▶ _TASK OBJECTIVE_
Only an exact, line-for-line copy of the data will serve as the answer.

=-=-=

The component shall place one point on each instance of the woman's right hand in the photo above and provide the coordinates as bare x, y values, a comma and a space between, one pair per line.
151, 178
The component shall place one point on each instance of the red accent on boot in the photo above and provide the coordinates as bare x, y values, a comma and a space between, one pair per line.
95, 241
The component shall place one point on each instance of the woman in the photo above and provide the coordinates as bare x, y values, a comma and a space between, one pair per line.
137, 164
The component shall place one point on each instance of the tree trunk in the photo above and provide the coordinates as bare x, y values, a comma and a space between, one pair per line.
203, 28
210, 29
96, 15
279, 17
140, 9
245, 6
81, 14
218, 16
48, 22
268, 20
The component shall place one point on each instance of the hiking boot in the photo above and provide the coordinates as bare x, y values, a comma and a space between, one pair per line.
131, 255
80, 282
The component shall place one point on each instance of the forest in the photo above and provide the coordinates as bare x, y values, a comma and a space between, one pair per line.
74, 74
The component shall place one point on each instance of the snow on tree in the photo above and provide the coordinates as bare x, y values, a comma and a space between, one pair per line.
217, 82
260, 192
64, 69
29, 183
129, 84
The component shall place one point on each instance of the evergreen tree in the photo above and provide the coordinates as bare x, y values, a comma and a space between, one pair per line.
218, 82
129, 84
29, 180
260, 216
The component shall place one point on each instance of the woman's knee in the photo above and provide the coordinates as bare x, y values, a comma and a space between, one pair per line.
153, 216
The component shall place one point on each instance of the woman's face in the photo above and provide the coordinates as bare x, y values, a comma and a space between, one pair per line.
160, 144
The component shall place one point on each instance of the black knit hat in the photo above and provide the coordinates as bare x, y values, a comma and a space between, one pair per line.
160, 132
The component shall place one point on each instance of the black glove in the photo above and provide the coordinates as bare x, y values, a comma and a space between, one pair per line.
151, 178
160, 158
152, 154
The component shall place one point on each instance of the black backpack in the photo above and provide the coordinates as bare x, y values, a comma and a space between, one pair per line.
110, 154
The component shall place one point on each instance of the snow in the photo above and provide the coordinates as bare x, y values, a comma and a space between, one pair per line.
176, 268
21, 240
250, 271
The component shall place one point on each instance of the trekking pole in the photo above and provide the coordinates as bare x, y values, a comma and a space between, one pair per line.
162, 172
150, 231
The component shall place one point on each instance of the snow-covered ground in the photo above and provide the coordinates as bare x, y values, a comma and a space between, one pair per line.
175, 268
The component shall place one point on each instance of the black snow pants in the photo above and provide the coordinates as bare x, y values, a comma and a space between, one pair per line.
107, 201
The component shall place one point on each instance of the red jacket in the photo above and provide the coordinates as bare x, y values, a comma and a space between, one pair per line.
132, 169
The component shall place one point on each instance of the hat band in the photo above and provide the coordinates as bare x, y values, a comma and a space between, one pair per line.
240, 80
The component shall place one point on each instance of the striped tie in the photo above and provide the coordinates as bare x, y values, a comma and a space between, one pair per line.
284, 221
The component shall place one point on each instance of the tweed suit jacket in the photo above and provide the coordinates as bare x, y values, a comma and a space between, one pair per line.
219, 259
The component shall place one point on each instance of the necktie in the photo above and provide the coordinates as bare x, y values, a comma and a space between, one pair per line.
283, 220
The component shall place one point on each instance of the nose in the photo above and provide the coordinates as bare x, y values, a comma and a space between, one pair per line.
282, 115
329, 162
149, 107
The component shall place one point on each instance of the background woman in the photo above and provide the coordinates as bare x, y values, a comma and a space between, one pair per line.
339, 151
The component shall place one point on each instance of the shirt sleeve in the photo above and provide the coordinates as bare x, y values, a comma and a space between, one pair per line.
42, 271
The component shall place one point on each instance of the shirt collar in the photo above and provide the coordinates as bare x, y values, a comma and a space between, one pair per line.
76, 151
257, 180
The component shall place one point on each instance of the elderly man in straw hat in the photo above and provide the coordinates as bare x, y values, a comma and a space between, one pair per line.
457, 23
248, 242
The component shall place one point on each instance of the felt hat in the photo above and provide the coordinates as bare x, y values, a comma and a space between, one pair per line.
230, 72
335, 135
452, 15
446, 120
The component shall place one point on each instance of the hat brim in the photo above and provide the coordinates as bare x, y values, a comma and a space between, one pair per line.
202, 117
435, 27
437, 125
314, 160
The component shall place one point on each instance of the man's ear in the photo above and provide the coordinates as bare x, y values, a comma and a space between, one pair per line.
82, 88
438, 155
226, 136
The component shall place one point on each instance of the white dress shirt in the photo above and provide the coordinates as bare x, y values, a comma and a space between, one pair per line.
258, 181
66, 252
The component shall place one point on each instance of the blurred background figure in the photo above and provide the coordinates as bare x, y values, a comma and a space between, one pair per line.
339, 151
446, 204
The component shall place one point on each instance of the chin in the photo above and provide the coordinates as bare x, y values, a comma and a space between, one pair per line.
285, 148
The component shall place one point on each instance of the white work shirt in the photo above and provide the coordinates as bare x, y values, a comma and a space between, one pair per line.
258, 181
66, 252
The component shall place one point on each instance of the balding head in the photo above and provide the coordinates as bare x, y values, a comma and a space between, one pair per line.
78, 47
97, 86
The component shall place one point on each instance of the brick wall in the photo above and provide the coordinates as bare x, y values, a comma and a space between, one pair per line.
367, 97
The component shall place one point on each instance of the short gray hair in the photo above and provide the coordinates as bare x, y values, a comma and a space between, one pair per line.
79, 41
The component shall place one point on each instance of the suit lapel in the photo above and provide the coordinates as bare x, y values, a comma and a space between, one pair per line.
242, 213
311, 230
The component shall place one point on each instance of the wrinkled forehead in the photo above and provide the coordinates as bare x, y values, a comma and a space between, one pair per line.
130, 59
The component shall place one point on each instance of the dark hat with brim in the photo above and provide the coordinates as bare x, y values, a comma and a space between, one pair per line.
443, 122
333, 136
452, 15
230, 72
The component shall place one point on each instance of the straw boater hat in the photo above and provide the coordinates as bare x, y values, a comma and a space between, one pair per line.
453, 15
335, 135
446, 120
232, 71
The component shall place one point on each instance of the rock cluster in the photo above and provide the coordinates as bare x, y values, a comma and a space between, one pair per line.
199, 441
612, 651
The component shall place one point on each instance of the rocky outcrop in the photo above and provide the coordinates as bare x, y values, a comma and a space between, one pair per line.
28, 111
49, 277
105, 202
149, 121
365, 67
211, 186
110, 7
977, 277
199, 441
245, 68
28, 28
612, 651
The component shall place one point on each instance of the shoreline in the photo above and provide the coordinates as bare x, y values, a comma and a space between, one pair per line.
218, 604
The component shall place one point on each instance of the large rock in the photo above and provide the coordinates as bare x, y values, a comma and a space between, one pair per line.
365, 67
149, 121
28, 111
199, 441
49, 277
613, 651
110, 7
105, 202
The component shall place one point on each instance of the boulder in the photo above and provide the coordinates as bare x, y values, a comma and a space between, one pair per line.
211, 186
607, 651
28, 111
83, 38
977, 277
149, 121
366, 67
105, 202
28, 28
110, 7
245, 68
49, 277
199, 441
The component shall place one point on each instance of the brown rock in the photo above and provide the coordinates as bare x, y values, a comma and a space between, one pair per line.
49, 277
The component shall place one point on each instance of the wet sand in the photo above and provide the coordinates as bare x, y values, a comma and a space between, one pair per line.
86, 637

=-=-=

▶ _ANSWER BOX_
The component shall place one point on each instance of the woman's right hand in the photo above and provide the coordinates as bare x, y values, a comma and a space between, one pair per line.
151, 178
The component shall place one point on each instance of the red accent on boot in the photo above and provide the coordinates as bare x, y values, a comma and a space between, one pair per line.
95, 241
The component shall place one point on each instance of the woman in the photo above and provide the coordinates as bare x, y values, a comma and a space between, one pair per line.
137, 164
The component shall place one point on each instance of the tree trunk in the photo above and provide the coordinates as bare x, y values, a comma and a space between, one pair per line.
203, 28
210, 29
96, 15
279, 17
140, 9
245, 6
81, 14
218, 16
48, 22
268, 20
The component shall place one point on each instance of the hiking boot in the photo above and provide the coordinates as bare x, y values, a comma and a space between, one pair per line.
131, 255
80, 282
The component shall place one point on each instance of the forest in the photo above and provide the coordinates as bare x, y values, a comma and a space between, one pair per line.
74, 74
The component shall place one point on each instance of the snow on tree in the photo above and provide the coordinates as bare x, y values, a comma and a space between, one pair per line.
217, 82
260, 192
64, 69
29, 183
129, 84
The component shall place one point on each instance of the evergreen tree in the photo above and provide the coordinates as bare x, y values, a comma and a space between, one pair per line.
218, 82
129, 84
29, 180
260, 216
The component shall place one point on each instance of the woman's knee in the photo above and provide the coordinates as bare x, y values, a comma and a space between, one pair per line.
153, 216
The component shall place one point on each instance of the woman's face in the photo above and provide the coordinates as bare x, y values, a comma and a space between, one pair per line.
160, 144
The component shall place one point on each instance of the black knit hat in the photo above and provide the coordinates as bare x, y values, a comma and a space between, one pair per line.
160, 132
The component shall place one point on each instance of the black glove in the photo above and provide the coordinates as bare x, y values, a comma and a space between, one pair per line.
151, 178
160, 158
152, 154
The component shall place one point on each instance of the black backpack in the photo above and provide the coordinates as bare x, y values, a comma and a space between, one pair per line.
110, 154
The component shall place one point on each instance of the snow in the photo above and provide the coordinates as bare x, y values, a comma and a space between, one pair per line.
176, 268
21, 240
250, 271
The component shall place one point on each instance of the trekking pole in the photo above and provide the coordinates as bare x, y values, a comma and a space between, one pair per line.
162, 172
150, 231
The component shall place one point on each instance of the snow-covered ground in the photo above and provide the coordinates as bare x, y values, a comma and a space between, one pair per line.
175, 268
The component shall place one point on each instance of the black snow pants in the photo above and provide the coordinates as bare x, y values, a comma and a space between, one pair per line.
107, 201
The component shall place one point on each instance of the red jacket in the photo above and provide the coordinates as bare x, y values, a comma and a space between, one pair per line.
132, 169
The component shall place one point on each instance of the hat band in the photo above and provide the coordinates as bare x, y values, a comma and a space between, one pair per line.
240, 80
The component shall place one point on each instance of the striped tie in the photo above and provide the coordinates as bare x, y values, a comma and a space between, one pair per line.
284, 221
The component shall place one point on each instance of the tweed suit jacket in the photo above and provide the coordinates as bare x, y values, a comma and a space between, one pair per line.
219, 259
The component shall place one point on each instance of the necktie in the photo above and provide the coordinates as bare x, y values, a comma and a space between, one pair per line.
283, 220
The component shall place one point on each instance of the nose in the photo above and provide the coordinates as bare x, y values, a comma and a space between, one pair per line.
282, 115
329, 162
149, 107
The component shall place one point on each instance of the background woman in the photo above and provide the coordinates as bare x, y values, a comma and a space between, one pair per line.
339, 151
The component shall place one point on each instance of the shirt sleeve in the photo above and provide the coordinates as bare x, y values, a comma and a space between, one pair per line.
42, 271
The component shall place one point on each instance of the shirt collar in the photo above and provide the coordinates as bare x, y values, a comma and a space between, one pair per line.
76, 151
257, 180
The component shall place one point on each instance of the elderly man in straw hat in the photo above and provide the coordinates as bare x, y values, a comma and a space between, one pair per line.
457, 23
248, 242
The component shall place one point on each instance of the felt hat in the photo above and provide the coordinates as bare x, y values, a comma and a space between, one pair per line.
230, 72
335, 135
452, 15
446, 120
The component shall place one point on each instance of the hat brim in the photo above and provide the coordinates as bare x, y values, a comma and a space between, one pair per line.
202, 117
435, 27
437, 125
314, 160
The component shall place one point on each instance of the man's ear in the photo above and provide the coordinates as bare x, y values, a comma and a space between, one pair per line.
82, 88
438, 155
226, 136
The component shall place one point on each instance of the white dress shirt in the photo above and provide the coordinates as bare x, y values, a comma and a space between, one pair per line.
258, 181
66, 252
The component shall place one point on each instance of the blurred background figure in the photo above and provide the coordinates as bare x, y values, a comma and a space between, one pair per line.
339, 151
446, 204
The component shall place one point on each instance of the chin in the photo above and provide the coordinates as bare x, y values, a comma and a space between, one pair per line.
285, 148
The component shall place one point on each instance of the white work shirt in the photo above and provide the coordinates as bare x, y values, a comma and a space between, one pair per line.
258, 181
66, 252
The component shall place one point on each instance of the balding head in the photo above and provide the coordinates as bare x, y values, a comma and a space between, one pair per line.
78, 47
97, 86
The component shall place one point on each instance of the brick wall in the photo above and provide the coordinates as bare x, y values, a comma and a space between, one pair per line.
367, 97
The component shall place one point on each instance of the short gray hair in the photo above and provide the coordinates as bare x, y values, a comma and a space between, one pair per line.
79, 41
The component shall place one point on each instance of the suit lapel in the photo above and provide the coordinates as bare x, y values, a comma and a space between, one pair per line.
242, 213
311, 230
The component shall place one point on each instance of the wrinkled forehead in the photo above and provide the coordinates as bare x, y values, a comma and a space between, one pair per line.
130, 59
The component shall place one point on each instance of the dark hat with brim in the photo above and provide the coordinates as bare x, y values, a comma and a space between, one pair per line.
443, 122
333, 136
452, 15
230, 72
The component shall place one point on each instance of the straw boater hat in the photo above and provide the coordinates as bare x, y values, a comma and a space between, one pair per line.
453, 15
335, 135
446, 120
232, 71
The component shall place one point on each instance of the rock cluster in the photo above and provide the coordinates as bare x, y values, a comma and a space between, one pair per line.
199, 441
612, 651
The component shall place one point on each instance of the rocky outcrop in the photo above and provide the coordinates as bare x, y values, a comma and a space between, one pair per line.
28, 111
49, 277
105, 202
149, 121
365, 67
211, 186
110, 7
977, 277
199, 441
245, 68
28, 28
612, 651
The component shall place one point on each instance of the shoreline in the photo above and provide the coordinates as bare x, y values, a comma and a space between, one pair per line.
218, 604
The component shall place one point on each instance of the large rock in the photo above and provide the coordinates as bare x, y values, a comma and a space between, one pair per line.
365, 67
149, 121
28, 111
199, 441
49, 277
613, 651
110, 7
105, 202
The component shall place one point on each instance of the boulder in the photo above and provide the coordinates as bare x, y values, a comma and a space between, one pair per line.
211, 186
607, 651
28, 111
83, 38
977, 277
149, 121
366, 67
105, 202
28, 28
110, 7
245, 68
49, 277
199, 441
The component shall place one point on each instance of the brown rock in the photo above and provide the coordinates as bare x, y values, a comma and a space between, one pair per line.
49, 277
The component shall place one point on each instance of the wet sand in the photo above and provide the coordinates as bare x, y values, a comma and a space between, one pair per line.
86, 637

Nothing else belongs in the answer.